Exercise text
Delcam wins Queen’s Award for dental CADCAM
22 April 2010
Delcam has been presented with the Queen’s Award for Enterprise in the Innovation category in recognition of the continuous development of its software for the design and manufacture of dental restorations. This latest recognition for the company follows the receipt of Queen’s Awards in 2003 for the development of ArtCAM and for PowerINSPECT in 2004.
Delcam’s involvement in the dental area began several years ago when companies in the industry started to use the company’s PowerMILL CAM system for the machining of restorations. The software gave immediate benefits, both in the time in which machining data could be generated, and in the speed and quality of the machining operations.
However, this early experience showed that it was difficult for dental technicians with no previous experience in CADCAM to use the system. This was partly because they were unfamiliar with the terminology being used and so found the program difficult to learn. Also, although the wide range of machining strategies within the software helped to ensure the high quality of the results, the inexperienced users found it difficult to select the correct options. This meant that programming took longer than should have been necessary and that the results were not as good as they could have been.
It was apparent that a dedicated piece of software was needed for the dental industry; one that retained the power of PowerMILL but that was easier to use and incorporated familiar terminology for the dental technician. To meet this need, Delcam developed DentMILL, a highly-automated knowledge-based program specifically designed to generate toolpaths to machine restorations.
Following early success with DentMILL, Delcam began the introduction of the partner design program, DentCAD. Again the aim was to provide software that would be easy for dental technicians to use, regardless of their previous knowledge of computer-aided design. To achieve this, the whole process is based on a series of intuitive “Wizards” that use dental imagery and terminology to guide the user through the entire design process. A wide range of visualisation tools is available at every stage, which allows detailed inspection of the shape being developed. They ensure that the finished restoration fits very accurately and comfortably in the patient’s mouth.
Continued development of the two programs means that they now offer levels of speed and accuracy that are impossible with traditional, manual methods. High-quality restorations can now be produced within hours that would previously have taken days, thereby giving a much faster service to patients.

Instructions
1. For each statement (a) to (c), answer yes or no according to the Delcam award article, and quote the exact words that decide it. (a) Delcam won a Queen's Award for PowerINSPECT in 2004. (b) Delcam introduced DentCAD before DentMILL. (c) High-quality restorations can now be produced within hours.
2. Extract the passage of the Delcam award article between "It was apparent" and "to machine restorations.", inclusive.
None of the data items relate to the Delcam award article.

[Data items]

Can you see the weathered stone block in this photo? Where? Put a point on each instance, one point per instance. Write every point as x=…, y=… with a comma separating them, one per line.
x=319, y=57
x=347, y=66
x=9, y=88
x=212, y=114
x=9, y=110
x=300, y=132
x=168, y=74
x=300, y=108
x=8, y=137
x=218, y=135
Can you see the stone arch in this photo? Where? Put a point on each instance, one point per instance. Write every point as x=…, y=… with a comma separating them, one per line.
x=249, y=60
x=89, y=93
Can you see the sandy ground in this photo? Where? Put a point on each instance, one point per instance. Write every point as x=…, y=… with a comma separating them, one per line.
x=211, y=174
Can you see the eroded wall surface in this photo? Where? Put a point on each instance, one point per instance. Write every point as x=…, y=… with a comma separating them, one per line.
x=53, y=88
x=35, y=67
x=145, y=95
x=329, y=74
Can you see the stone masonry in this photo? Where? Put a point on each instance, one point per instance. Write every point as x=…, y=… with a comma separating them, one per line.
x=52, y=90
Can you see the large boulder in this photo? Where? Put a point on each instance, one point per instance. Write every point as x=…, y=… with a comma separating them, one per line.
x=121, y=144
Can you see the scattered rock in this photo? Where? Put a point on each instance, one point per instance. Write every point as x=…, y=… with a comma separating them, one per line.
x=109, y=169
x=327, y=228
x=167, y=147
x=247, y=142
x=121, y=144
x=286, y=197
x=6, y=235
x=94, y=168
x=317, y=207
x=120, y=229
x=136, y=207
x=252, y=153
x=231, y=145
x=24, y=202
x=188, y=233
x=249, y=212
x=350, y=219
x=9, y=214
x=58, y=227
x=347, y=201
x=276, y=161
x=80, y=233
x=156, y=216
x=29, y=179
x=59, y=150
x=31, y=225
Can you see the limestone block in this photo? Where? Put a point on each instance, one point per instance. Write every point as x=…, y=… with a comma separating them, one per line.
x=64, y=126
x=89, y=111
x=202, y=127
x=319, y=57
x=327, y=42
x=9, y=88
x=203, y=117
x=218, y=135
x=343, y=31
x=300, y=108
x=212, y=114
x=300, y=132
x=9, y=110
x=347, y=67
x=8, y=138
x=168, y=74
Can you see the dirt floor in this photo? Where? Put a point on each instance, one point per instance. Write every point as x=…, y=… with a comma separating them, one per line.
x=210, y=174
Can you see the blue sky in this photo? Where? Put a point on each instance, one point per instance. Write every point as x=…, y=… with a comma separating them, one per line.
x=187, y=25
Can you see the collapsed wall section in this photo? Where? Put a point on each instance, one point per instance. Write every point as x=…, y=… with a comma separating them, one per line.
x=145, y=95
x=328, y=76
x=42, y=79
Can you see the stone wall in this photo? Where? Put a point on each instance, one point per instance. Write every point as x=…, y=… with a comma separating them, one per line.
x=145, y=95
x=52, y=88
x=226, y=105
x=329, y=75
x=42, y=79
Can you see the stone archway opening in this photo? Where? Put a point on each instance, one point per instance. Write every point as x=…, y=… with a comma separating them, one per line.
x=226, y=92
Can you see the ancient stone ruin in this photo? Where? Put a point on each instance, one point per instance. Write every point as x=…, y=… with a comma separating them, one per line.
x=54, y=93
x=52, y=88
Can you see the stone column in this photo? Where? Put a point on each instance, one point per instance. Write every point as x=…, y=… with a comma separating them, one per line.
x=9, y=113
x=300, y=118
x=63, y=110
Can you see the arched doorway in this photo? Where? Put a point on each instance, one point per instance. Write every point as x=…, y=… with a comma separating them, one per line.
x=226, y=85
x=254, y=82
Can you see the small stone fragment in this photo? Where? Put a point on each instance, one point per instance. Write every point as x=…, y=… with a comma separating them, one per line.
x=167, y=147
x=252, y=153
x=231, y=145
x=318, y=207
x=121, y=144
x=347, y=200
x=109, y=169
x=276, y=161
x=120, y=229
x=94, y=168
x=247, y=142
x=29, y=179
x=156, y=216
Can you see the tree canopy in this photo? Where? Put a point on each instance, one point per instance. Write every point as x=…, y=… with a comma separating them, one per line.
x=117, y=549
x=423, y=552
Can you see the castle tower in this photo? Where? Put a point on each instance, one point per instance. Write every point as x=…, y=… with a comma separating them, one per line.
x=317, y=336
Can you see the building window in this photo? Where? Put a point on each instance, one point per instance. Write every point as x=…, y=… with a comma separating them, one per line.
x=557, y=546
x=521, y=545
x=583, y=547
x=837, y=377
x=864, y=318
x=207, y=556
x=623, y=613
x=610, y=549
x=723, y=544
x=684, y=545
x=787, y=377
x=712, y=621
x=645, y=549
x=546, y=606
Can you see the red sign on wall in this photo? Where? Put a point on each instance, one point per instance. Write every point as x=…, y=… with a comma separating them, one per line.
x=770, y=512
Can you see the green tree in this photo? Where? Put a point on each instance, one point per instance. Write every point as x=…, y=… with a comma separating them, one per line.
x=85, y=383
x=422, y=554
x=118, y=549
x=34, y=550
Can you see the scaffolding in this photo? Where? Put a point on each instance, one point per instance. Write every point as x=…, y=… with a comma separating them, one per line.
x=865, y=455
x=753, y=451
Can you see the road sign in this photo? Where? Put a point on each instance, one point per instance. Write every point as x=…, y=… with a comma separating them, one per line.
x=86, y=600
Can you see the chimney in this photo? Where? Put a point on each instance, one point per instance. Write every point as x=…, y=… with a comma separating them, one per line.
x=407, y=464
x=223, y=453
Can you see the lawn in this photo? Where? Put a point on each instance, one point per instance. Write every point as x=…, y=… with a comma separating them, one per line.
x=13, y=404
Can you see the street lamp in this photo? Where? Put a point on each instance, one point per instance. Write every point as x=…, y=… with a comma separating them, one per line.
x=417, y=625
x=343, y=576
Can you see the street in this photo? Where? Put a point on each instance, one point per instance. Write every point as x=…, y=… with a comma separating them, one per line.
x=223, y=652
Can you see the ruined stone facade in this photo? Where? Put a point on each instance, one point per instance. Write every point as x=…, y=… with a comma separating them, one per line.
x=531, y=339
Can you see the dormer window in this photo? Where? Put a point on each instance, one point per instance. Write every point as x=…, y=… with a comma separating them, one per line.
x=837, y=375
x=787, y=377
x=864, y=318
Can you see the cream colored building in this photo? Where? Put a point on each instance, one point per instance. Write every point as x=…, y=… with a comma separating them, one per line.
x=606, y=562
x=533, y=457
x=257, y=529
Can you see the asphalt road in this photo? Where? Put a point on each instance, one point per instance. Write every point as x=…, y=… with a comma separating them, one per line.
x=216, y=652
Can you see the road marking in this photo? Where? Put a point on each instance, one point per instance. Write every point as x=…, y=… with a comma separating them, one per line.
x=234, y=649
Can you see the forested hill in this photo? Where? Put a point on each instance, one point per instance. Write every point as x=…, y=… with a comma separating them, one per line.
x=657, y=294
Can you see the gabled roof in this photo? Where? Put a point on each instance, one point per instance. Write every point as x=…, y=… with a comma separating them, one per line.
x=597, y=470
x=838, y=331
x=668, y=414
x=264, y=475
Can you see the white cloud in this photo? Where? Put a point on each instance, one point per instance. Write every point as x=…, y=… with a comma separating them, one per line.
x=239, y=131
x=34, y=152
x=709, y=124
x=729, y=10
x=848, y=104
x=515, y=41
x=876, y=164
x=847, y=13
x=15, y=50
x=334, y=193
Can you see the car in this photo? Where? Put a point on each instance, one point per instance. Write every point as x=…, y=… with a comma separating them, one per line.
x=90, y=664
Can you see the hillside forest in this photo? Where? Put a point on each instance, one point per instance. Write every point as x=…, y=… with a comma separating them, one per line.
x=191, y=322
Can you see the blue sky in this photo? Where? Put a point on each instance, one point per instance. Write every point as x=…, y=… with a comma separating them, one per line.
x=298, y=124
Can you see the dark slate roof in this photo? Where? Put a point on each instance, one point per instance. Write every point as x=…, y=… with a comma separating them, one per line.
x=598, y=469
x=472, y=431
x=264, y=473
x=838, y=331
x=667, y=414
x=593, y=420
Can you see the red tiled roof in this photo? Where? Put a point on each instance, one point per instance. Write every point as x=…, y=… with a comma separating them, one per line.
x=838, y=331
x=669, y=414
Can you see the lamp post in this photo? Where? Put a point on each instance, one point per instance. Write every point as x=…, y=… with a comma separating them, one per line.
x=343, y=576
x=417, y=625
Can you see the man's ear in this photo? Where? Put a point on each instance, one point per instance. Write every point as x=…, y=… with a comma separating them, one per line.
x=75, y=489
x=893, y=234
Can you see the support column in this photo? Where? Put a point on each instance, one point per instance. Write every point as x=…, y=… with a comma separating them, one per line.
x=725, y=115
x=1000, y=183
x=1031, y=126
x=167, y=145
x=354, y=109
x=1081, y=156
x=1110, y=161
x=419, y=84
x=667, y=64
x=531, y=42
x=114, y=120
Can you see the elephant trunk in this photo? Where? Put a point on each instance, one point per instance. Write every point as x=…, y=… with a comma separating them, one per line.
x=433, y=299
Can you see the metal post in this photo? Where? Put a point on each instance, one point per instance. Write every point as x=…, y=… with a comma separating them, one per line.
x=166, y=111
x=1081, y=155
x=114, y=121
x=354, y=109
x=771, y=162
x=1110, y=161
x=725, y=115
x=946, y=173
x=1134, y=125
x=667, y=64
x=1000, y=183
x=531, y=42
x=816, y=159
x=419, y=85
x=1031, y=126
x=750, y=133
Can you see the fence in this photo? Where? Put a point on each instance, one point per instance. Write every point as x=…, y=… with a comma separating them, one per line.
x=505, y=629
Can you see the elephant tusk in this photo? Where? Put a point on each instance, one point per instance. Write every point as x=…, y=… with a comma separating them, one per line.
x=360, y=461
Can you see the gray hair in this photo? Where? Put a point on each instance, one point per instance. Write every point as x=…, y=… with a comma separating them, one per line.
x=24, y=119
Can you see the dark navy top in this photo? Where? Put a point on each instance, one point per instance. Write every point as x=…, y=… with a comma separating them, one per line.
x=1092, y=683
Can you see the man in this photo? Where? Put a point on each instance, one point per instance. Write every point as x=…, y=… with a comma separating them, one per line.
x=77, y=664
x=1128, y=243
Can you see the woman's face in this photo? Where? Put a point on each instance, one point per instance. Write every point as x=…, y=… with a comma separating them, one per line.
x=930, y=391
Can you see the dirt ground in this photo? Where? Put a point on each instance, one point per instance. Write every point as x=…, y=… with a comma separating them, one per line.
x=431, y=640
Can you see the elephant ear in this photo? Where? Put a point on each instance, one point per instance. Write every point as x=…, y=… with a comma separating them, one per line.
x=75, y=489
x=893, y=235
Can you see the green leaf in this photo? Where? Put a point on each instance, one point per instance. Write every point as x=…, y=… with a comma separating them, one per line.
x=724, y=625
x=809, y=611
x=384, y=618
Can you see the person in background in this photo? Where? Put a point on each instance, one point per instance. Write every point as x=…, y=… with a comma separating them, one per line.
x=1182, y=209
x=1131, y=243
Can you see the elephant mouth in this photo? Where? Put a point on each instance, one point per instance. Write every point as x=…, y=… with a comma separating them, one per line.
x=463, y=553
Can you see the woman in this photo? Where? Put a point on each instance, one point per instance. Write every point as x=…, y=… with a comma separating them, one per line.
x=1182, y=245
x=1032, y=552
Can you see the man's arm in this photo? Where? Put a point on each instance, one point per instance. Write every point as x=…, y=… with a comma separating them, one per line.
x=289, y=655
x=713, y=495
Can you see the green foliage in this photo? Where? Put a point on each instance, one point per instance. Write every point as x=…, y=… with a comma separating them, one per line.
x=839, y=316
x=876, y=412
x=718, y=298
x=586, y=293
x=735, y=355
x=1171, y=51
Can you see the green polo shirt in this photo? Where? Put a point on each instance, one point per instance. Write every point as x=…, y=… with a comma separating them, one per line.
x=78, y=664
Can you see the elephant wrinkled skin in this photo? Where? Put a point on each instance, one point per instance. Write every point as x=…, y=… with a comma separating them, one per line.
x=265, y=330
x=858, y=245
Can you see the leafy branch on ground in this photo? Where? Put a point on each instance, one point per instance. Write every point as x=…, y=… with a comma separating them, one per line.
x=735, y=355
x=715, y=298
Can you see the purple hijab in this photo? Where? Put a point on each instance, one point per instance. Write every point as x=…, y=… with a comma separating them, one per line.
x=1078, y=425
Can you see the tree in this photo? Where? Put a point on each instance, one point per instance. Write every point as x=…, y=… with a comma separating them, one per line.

Per-task answers
1.
(a) Yes: "for PowerINSPECT in 2004"
(b) No: "Following early success with DentMILL, Delcam began the introduction of the partner design program, DentCAD."
(c) Yes: "High-quality restorations can now be produced within hours that would previously have taken days"

2.
It was apparent that a dedicated piece of software was needed for the dental industry; one that retained the power of PowerMILL but that was easier to use and incorporated familiar terminology for the dental technician. To meet this need, Delcam developed DentMILL, a highly-automated knowledge-based program specifically designed to generate toolpaths to machine restorations.